_SOURCE DOCUMENT_:
▼
I'm familiar with these drawings and I think they are second class art
student quality. However they are better than the reams of trash
produced by most of today's fifth class art students who have learned
almost nothing. So when these students compare themselves to Cezanne
they think he could draw well. Few of these students have ever bother
to look at fine drawings and compared them with what they have been
taught is great. They abhor and then ignoremany exhibit of skill
which there teachers have taught them to ignore and dismiss with the
excuse that it is just commercial kitsch.

> There were
>obvious distortions in his figure drawings that did not seem intentional
>but rather resulting from either the lack of ability to get it right or
>just unfamiliarity with the the proper proportions.

Distortion isn't a lot of formless misproportion ed schmier. All
artists distort, see el Greco, Breughel, even Ingres to Dali and you
will see artistic distortion.

>Don't get me wrong - I think Cezanne was a fantastic painter. This
>doesn't mean that I think he was a master of every possible skill
>associated with painting. He mastered the skills that mattered to his
>work.

What skill is that?
▲
Items from a dataset
▼
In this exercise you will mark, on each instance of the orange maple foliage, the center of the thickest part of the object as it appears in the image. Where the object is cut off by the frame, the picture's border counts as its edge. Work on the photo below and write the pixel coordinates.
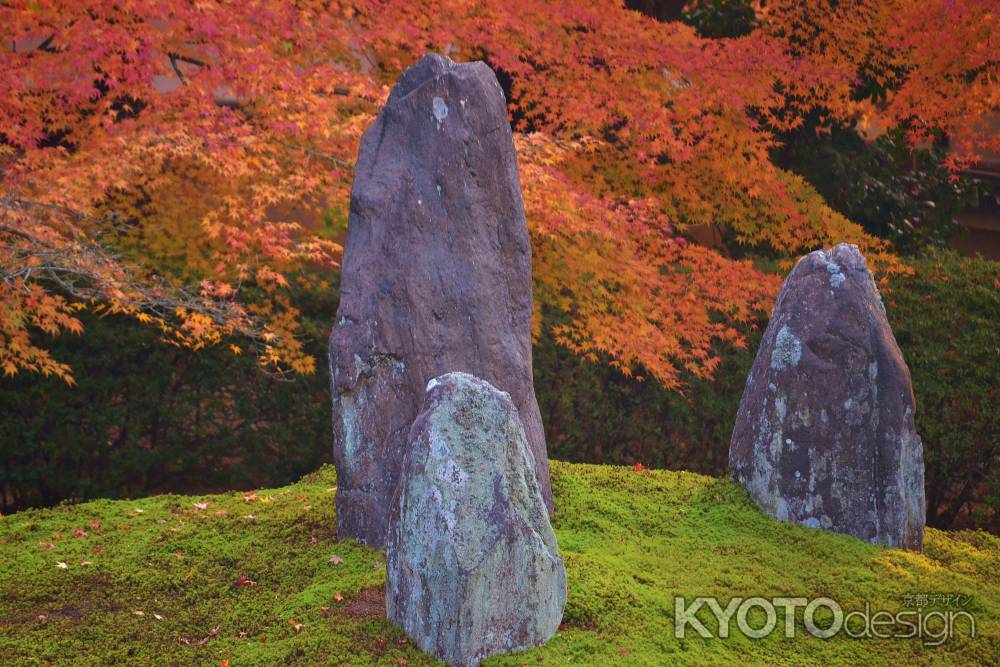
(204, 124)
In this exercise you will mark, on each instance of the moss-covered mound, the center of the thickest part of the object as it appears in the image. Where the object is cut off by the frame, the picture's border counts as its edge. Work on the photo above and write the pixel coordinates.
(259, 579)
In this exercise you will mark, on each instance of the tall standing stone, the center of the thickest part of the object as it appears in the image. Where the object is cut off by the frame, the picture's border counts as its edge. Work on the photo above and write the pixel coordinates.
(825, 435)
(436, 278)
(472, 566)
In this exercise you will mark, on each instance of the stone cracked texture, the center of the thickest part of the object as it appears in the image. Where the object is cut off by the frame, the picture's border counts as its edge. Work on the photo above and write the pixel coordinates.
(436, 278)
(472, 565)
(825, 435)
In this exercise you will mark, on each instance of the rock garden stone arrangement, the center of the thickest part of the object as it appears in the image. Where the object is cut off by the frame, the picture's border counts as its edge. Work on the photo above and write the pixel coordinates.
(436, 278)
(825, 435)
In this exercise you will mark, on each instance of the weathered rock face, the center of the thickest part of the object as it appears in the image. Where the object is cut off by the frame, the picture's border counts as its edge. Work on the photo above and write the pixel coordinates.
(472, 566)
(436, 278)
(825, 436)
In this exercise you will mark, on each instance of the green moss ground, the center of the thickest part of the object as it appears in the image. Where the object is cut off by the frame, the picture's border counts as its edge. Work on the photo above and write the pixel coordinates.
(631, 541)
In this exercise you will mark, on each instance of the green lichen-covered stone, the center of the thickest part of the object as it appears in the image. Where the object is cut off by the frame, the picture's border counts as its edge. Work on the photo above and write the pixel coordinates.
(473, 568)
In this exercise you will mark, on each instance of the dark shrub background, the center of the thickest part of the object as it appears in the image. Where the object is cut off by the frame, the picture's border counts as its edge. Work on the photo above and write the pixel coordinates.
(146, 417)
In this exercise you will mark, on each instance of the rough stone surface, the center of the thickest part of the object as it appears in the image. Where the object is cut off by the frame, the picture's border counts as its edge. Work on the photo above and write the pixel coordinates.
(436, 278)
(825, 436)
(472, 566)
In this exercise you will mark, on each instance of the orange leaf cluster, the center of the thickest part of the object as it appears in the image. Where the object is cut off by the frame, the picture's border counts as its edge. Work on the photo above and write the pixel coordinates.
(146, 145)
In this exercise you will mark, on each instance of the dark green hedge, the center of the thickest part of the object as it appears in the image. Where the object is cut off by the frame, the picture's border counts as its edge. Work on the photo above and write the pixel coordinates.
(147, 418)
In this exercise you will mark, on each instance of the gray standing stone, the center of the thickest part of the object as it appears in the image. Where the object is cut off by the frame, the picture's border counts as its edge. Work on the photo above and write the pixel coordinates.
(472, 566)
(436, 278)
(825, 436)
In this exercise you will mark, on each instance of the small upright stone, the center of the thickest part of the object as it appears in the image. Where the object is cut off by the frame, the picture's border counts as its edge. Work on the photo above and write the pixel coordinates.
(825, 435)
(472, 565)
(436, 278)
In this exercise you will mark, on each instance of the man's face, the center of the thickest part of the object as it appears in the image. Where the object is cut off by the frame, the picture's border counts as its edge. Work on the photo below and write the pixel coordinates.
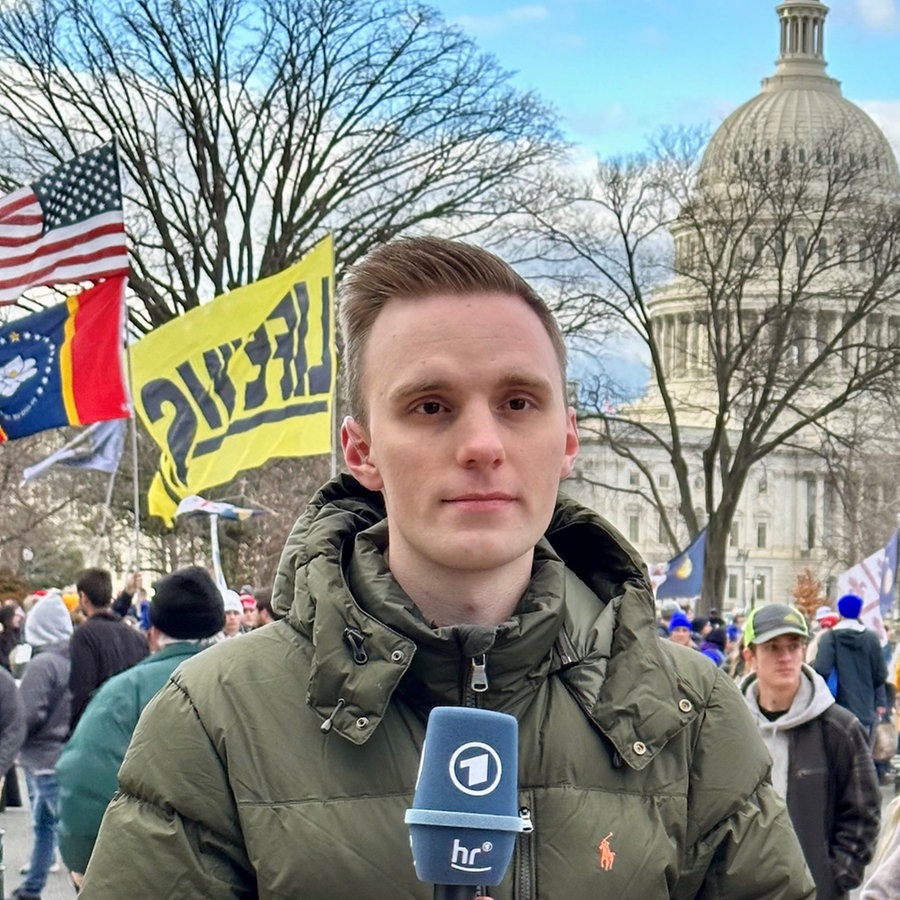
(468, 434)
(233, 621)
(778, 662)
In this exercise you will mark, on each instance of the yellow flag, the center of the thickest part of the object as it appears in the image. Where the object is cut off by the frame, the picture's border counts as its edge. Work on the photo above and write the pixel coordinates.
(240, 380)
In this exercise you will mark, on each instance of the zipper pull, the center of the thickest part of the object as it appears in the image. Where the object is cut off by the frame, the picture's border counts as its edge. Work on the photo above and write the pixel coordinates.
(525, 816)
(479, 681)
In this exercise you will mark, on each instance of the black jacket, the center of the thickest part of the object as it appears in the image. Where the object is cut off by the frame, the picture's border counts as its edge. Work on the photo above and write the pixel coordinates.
▲
_JOB_:
Copy the passage on Cezanne's drawings word for word, from "Distortion isn't a" to "skill is that?".

_ANSWER_:
Distortion isn't a lot of formless misproportion ed schmier. All
artists distort, see el Greco, Breughel, even Ingres to Dali and you
will see artistic distortion.

>Don't get me wrong - I think Cezanne was a fantastic painter. This
>doesn't mean that I think he was a master of every possible skill
>associated with painting. He mastered the skills that mattered to his
>work.

What skill is that?